## Items listed in a dataset
>>>>

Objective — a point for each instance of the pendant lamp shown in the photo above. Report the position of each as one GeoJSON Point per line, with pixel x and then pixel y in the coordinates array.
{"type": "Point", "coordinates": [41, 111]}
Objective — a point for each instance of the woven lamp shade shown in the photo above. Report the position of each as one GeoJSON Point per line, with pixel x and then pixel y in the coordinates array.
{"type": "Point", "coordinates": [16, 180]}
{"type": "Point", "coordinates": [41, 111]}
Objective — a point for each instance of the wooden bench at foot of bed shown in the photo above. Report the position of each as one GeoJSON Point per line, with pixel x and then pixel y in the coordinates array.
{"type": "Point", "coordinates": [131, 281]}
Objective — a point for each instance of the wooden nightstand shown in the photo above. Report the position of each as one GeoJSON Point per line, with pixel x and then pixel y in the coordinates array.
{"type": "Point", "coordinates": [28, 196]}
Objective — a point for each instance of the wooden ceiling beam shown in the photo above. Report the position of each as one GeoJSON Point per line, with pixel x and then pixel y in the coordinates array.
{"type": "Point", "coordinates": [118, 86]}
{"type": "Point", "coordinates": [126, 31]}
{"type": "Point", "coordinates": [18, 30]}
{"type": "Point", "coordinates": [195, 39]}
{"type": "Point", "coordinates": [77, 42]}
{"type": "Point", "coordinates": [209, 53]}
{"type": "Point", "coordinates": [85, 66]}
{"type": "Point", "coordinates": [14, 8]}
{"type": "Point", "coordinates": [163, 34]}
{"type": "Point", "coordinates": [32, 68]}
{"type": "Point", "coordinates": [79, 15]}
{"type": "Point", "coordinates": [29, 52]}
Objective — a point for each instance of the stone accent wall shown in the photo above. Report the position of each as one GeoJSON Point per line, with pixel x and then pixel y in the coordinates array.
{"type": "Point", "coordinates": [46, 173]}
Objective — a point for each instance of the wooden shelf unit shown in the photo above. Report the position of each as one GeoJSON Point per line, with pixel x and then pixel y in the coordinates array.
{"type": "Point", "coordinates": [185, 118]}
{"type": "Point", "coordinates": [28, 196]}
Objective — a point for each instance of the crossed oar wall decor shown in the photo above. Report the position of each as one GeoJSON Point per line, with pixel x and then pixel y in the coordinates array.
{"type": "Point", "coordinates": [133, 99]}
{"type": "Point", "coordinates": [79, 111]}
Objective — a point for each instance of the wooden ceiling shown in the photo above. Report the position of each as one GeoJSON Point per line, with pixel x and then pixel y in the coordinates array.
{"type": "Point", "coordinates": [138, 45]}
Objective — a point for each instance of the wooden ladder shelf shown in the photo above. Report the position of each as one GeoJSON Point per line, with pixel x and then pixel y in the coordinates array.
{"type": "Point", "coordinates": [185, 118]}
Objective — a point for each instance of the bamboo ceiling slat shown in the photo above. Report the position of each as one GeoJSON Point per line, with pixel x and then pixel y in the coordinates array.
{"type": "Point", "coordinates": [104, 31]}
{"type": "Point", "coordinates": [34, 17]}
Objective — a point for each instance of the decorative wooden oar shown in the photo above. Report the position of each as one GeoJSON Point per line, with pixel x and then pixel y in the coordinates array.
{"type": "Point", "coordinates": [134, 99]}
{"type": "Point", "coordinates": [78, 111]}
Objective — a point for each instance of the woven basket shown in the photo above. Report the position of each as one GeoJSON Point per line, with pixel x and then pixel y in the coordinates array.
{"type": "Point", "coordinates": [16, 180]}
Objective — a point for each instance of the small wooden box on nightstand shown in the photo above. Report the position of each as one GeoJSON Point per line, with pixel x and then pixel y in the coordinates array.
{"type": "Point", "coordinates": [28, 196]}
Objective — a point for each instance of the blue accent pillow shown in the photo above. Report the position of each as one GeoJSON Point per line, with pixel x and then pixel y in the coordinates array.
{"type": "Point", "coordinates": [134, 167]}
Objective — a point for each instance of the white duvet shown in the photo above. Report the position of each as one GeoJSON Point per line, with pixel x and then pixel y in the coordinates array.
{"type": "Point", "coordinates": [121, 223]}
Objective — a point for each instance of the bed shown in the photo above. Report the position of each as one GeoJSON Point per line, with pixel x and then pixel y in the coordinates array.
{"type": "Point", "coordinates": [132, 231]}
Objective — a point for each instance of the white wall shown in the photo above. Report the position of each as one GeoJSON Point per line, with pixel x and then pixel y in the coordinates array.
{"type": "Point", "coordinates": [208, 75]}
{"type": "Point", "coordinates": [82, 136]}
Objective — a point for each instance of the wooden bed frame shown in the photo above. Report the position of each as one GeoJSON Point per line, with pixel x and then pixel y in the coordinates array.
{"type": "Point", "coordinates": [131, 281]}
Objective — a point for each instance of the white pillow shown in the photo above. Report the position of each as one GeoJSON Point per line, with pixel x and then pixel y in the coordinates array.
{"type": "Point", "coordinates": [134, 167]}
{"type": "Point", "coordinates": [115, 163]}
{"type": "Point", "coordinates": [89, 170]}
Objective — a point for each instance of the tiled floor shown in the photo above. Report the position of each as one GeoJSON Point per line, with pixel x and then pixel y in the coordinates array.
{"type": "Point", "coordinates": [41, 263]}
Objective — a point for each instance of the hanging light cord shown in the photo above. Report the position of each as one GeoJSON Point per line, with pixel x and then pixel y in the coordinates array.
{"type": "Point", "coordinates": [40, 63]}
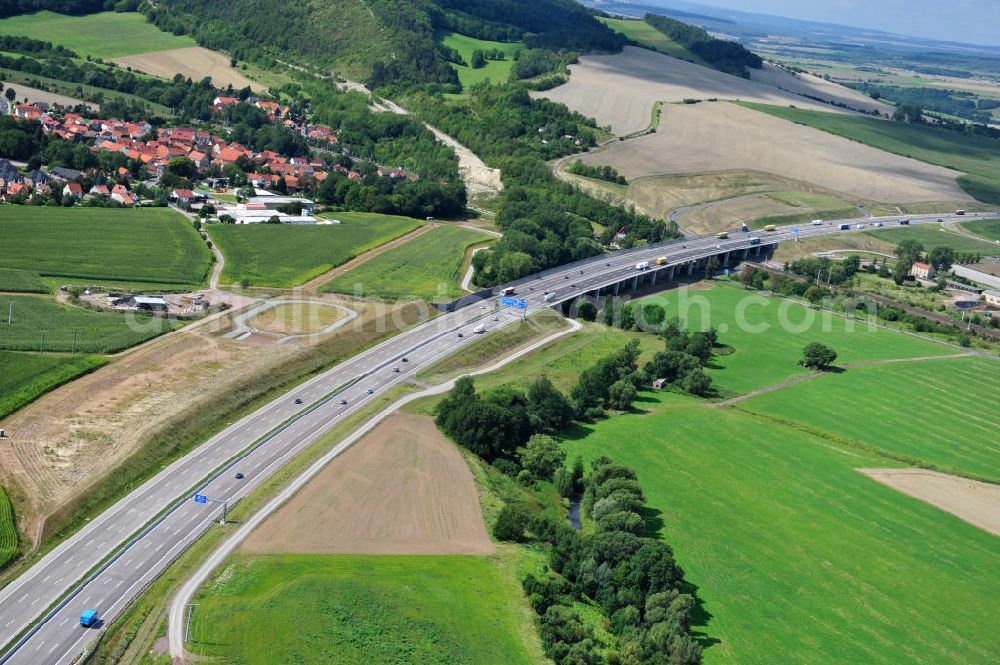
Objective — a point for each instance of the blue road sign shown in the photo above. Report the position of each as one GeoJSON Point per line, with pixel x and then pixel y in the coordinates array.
{"type": "Point", "coordinates": [513, 302]}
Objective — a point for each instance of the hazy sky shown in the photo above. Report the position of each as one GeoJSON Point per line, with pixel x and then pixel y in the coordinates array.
{"type": "Point", "coordinates": [970, 21]}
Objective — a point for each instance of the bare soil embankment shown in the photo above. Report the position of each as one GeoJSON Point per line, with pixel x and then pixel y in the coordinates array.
{"type": "Point", "coordinates": [402, 489]}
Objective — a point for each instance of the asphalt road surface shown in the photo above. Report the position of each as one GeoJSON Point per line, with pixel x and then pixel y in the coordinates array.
{"type": "Point", "coordinates": [115, 556]}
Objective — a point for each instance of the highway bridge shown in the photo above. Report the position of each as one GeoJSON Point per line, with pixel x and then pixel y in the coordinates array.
{"type": "Point", "coordinates": [115, 556]}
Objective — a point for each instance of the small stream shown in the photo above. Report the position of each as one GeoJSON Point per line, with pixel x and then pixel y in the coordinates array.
{"type": "Point", "coordinates": [574, 511]}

<<<<

## What is required
Return exactly the lines from the one containing "Objective — a point for each instance of the blue road" through the last line of the records above, both included, and nothing else.

## The answer
Objective — a point for each instance of the blue road sign shown in the photo above. Report the position of each as one GeoJSON Point per line, with pixel x and then pixel y in the coordinates array.
{"type": "Point", "coordinates": [513, 302]}
Objective — a point for each instance of the hazy sky shown in the photo above. Report the position of each as one GeoJSON Point per line, with pixel x and then pixel y in the coordinates array.
{"type": "Point", "coordinates": [970, 21]}
Objective — a point for each instance of the bare soil embankment shown in the photo above. Report the position of each as one GeoJSON Point per line, with pixel x and then pixel y in the coordinates array.
{"type": "Point", "coordinates": [402, 489]}
Objective — a point for each instance of the asphalt road surface shown in the photo above. Report the position of each as one GeoJSON Point per line, with pixel x and then pixel y in the coordinates array.
{"type": "Point", "coordinates": [115, 556]}
Objective — a point for each instance of the highway bridge shown in the photo above. Report the position of each as one GeoJSON Point per line, with pixel x and then pixel y in the coordinates array.
{"type": "Point", "coordinates": [115, 556]}
Objective — a point for each instance of the small stream shown in the photo above. Report the position of each as one GeoJSON Point per line, with pixel x and then pixel y in the coordinates array.
{"type": "Point", "coordinates": [574, 511]}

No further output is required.